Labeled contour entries
--- Begin ---

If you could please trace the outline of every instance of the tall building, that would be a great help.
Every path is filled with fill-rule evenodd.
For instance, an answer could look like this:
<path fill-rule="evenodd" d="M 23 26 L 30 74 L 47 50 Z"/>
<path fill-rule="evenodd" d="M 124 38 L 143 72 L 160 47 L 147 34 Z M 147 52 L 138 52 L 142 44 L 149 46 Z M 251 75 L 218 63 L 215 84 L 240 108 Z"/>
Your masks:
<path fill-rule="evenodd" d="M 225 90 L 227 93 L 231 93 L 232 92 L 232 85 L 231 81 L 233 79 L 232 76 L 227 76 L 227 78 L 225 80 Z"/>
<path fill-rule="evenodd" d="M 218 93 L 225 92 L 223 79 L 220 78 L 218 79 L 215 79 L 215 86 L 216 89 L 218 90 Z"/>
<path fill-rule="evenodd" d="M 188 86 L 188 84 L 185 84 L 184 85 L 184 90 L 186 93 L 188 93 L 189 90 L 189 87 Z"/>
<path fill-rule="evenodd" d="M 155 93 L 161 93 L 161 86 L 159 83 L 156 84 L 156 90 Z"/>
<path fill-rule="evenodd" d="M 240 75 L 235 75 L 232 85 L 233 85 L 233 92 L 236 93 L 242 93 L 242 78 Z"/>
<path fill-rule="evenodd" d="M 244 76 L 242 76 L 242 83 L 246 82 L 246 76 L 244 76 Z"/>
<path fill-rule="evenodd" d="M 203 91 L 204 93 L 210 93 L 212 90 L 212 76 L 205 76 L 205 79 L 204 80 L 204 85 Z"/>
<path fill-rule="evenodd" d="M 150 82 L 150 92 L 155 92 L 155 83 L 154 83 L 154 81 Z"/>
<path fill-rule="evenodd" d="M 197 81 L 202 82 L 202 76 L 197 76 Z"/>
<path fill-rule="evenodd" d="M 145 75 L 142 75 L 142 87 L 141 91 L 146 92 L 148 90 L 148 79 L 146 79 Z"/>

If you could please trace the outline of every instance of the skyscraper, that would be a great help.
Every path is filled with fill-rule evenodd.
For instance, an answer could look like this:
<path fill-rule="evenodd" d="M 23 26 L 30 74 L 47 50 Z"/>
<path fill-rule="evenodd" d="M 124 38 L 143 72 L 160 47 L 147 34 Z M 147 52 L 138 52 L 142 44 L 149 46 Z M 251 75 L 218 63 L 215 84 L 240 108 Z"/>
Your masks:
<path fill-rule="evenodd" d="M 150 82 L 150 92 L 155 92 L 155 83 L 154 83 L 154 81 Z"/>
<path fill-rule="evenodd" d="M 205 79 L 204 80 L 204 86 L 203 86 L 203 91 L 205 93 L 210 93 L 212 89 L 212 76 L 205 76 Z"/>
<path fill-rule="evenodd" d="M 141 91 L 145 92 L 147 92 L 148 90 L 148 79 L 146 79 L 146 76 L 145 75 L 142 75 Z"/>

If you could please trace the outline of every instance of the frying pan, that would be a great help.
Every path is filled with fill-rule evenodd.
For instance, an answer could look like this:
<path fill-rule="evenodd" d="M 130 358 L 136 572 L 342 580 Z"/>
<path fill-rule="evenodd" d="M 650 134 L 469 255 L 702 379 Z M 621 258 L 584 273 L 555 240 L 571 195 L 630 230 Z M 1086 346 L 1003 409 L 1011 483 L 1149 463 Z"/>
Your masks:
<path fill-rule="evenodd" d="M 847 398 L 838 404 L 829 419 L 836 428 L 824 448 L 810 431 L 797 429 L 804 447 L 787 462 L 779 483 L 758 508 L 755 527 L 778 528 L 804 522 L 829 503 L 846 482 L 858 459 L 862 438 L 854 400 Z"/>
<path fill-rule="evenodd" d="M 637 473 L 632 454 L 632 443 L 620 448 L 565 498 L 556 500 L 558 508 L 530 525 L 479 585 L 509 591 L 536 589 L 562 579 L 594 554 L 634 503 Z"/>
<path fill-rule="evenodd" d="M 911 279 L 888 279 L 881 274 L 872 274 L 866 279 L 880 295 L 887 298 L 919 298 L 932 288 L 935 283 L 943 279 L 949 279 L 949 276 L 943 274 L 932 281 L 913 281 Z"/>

--- End ---

▶ [What the task asks]: Extract each line above containing the string "that", treating uppercase and lowercase as distinct.

▶ [Task solution]:
If you could please trace the outline of every instance of the tall building, that would be a great help.
If you could please trace the outline of every instance of the skyscraper, that would be a great help.
If you could please trace the outline of every instance of the frying pan, that would be a great help.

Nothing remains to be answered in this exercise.